→ **TASK GOAL**
The records below are to be transcribed exactly as they appear.

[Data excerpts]
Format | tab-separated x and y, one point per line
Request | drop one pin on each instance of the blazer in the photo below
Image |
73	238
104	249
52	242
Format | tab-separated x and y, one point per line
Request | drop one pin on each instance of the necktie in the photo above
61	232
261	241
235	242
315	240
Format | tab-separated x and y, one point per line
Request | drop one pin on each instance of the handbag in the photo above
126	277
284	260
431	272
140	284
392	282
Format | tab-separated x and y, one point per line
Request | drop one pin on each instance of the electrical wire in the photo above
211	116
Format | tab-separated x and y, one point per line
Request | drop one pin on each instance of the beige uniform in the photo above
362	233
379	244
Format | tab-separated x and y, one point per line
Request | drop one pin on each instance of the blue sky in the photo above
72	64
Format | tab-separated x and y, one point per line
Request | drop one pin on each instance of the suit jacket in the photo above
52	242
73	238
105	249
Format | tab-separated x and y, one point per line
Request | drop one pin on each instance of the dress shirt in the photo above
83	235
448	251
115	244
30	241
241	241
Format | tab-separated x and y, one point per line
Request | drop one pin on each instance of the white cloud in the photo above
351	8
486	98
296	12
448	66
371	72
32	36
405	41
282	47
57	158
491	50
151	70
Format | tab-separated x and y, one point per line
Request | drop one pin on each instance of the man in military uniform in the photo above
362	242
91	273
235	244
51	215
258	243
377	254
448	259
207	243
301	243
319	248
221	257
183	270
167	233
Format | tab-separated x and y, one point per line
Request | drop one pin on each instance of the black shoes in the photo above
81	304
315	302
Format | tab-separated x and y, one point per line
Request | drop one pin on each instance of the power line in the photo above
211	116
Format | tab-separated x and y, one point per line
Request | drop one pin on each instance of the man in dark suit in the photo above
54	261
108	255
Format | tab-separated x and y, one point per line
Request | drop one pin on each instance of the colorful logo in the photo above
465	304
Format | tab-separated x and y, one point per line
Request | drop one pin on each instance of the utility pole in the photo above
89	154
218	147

→ **FINAL ANSWER**
Format | tab-separated x and y, one point per line
Request | drop one pin on each instance of the blazer in the photo below
Image |
73	238
104	249
52	242
Format | tab-separated x and y, one point per line
Request | drop one pin on each instance of the necktie in the photo above
61	232
261	241
235	242
315	240
Format | tab-separated x and y, one point per line
Request | drop one pin on each instance of the handbag in the photo above
126	277
284	260
431	272
140	284
392	282
Format | tab-separated x and y, one point per line
Request | drop one pin on each instance of the electrical wire in the photo above
211	116
Format | tab-separated x and y, one point per line
Request | drop one pin on each instance of the beige uniform in the photo above
362	233
379	244
Format | tab-separated x and y, one point per line
Request | drop one pin on each instance of the blue sky in the photo above
72	64
Format | tab-separated x and y, one point per line
Request | drop one pin on each instance of the suit jacket in the photo above
52	242
73	238
105	249
Format | tab-separated x and y, one point per line
Request | drop one pin on each instance of the dress shirt in the photo above
83	235
448	251
115	244
30	241
241	241
Format | tab-separated x and y, one point per line
Request | drop one pin on each instance of the white cloud in the photo above
351	8
486	98
296	12
448	66
371	72
32	36
405	41
282	47
57	158
491	50
151	70
Format | tab-separated x and y, one point per line
Request | drop one pin on each instance of the man in military uniform in the photo above
362	242
91	273
235	244
51	215
258	243
377	254
448	259
207	243
301	243
319	248
221	257
183	270
167	233
Format | tab-separated x and y, one point per line
Request | drop one pin on each instance of the black shoes in the photo above
81	304
315	302
Format | tab-separated x and y, one point per line
Request | drop one pin on each instance of the power line in the photo above
211	116
Format | tab-separated x and y, one point per line
Request | drop one pin on each instance of the man in dark suit in the photo above
54	261
108	255
Format | tab-separated x and y, one point per line
Request | drop one pin on each instance of the colorful logo in the photo above
465	304
Format | tab-separated x and y, one point per line
Request | drop one pin on each instance of the utility pole in the photo above
89	154
218	147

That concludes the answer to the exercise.